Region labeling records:

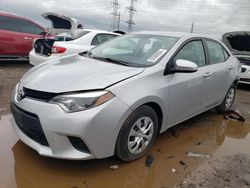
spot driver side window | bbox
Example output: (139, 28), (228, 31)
(174, 40), (206, 67)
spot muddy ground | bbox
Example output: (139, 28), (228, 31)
(0, 62), (250, 188)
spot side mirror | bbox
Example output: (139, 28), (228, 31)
(174, 59), (198, 72)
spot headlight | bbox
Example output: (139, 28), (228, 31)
(49, 91), (114, 112)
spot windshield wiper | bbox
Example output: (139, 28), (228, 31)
(91, 56), (128, 66)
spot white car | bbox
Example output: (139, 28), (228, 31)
(222, 31), (250, 84)
(29, 13), (120, 65)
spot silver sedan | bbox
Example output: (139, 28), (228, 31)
(11, 32), (241, 161)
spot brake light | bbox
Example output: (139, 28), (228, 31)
(51, 46), (66, 54)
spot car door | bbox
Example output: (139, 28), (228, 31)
(18, 19), (44, 56)
(0, 16), (23, 57)
(167, 39), (217, 126)
(204, 39), (234, 104)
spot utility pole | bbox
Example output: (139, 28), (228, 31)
(111, 0), (121, 31)
(126, 0), (137, 32)
(190, 22), (194, 33)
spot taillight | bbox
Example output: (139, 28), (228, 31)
(51, 46), (66, 54)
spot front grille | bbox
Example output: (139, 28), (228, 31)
(68, 136), (90, 153)
(23, 87), (57, 101)
(241, 67), (247, 72)
(11, 103), (49, 146)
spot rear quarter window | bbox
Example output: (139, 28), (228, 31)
(205, 40), (229, 64)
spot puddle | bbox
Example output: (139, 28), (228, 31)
(0, 112), (250, 188)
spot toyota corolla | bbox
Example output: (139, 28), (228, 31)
(11, 32), (241, 161)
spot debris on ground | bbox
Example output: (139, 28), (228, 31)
(187, 152), (210, 159)
(224, 110), (245, 122)
(196, 142), (202, 146)
(145, 155), (154, 167)
(170, 130), (179, 137)
(179, 161), (186, 166)
(167, 155), (176, 159)
(109, 165), (119, 170)
(156, 149), (161, 153)
(171, 168), (177, 173)
(0, 108), (7, 112)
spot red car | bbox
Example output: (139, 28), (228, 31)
(0, 12), (45, 60)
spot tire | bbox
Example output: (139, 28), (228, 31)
(115, 106), (158, 161)
(215, 84), (236, 113)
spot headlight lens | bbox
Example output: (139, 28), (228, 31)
(49, 91), (114, 112)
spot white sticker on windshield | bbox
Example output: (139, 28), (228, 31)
(147, 49), (168, 63)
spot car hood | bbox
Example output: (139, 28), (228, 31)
(222, 31), (250, 56)
(20, 55), (144, 93)
(42, 12), (77, 36)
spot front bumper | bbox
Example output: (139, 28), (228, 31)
(239, 65), (250, 84)
(12, 86), (132, 160)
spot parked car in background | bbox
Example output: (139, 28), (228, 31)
(222, 31), (250, 84)
(11, 31), (241, 161)
(29, 13), (120, 65)
(0, 12), (45, 60)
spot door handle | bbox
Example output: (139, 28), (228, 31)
(203, 72), (213, 78)
(24, 37), (32, 40)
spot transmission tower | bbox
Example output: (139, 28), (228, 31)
(126, 0), (137, 32)
(111, 0), (120, 31)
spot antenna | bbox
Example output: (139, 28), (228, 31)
(111, 0), (121, 31)
(190, 22), (194, 33)
(126, 0), (137, 32)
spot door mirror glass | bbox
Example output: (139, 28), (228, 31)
(175, 59), (198, 72)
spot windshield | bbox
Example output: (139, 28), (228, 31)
(89, 34), (178, 67)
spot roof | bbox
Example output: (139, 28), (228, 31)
(131, 31), (218, 40)
(83, 29), (121, 35)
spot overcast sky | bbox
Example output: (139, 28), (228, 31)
(0, 0), (250, 35)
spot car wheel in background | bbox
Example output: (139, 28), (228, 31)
(215, 84), (236, 113)
(116, 106), (158, 161)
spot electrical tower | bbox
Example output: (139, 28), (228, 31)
(111, 0), (120, 31)
(126, 0), (137, 32)
(190, 22), (194, 33)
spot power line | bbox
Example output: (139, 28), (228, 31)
(111, 0), (121, 31)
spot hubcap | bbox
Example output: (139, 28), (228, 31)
(127, 117), (154, 154)
(225, 88), (235, 110)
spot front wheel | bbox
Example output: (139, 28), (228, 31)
(116, 106), (158, 161)
(215, 84), (236, 113)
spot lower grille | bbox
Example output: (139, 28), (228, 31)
(11, 103), (49, 146)
(68, 136), (90, 153)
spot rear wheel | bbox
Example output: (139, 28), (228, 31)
(116, 106), (158, 161)
(215, 84), (236, 113)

Exercise>
Starting with the line that contains "spot windshield | bbox", print each line through the last one in the listing. Include both end lines and add nothing.

Result for this task>
spot windshield | bbox
Example output: (139, 28), (228, 31)
(89, 34), (178, 67)
spot roof | bbox
Example output: (139, 28), (228, 31)
(131, 31), (218, 40)
(83, 29), (121, 35)
spot overcast sky | bbox
Example output: (139, 28), (228, 31)
(0, 0), (250, 35)
spot car wheel in background | bbox
Example output: (139, 28), (228, 31)
(215, 84), (236, 113)
(116, 106), (158, 161)
spot electrical tower | bbox
Example output: (139, 28), (228, 31)
(111, 0), (120, 31)
(126, 0), (137, 32)
(190, 22), (194, 33)
spot power line | bbox
Example output: (139, 28), (228, 31)
(111, 0), (121, 31)
spot hubcap | bbox
Example output: (139, 28), (228, 31)
(127, 117), (154, 154)
(225, 88), (235, 110)
spot front wheel | bbox
Example output: (139, 28), (228, 31)
(116, 106), (158, 161)
(215, 84), (236, 113)
spot lower grille | bbox
Example output: (139, 28), (228, 31)
(11, 103), (49, 146)
(68, 136), (90, 153)
spot rear wheel | bbox
Example output: (139, 28), (228, 31)
(116, 106), (158, 161)
(215, 84), (236, 113)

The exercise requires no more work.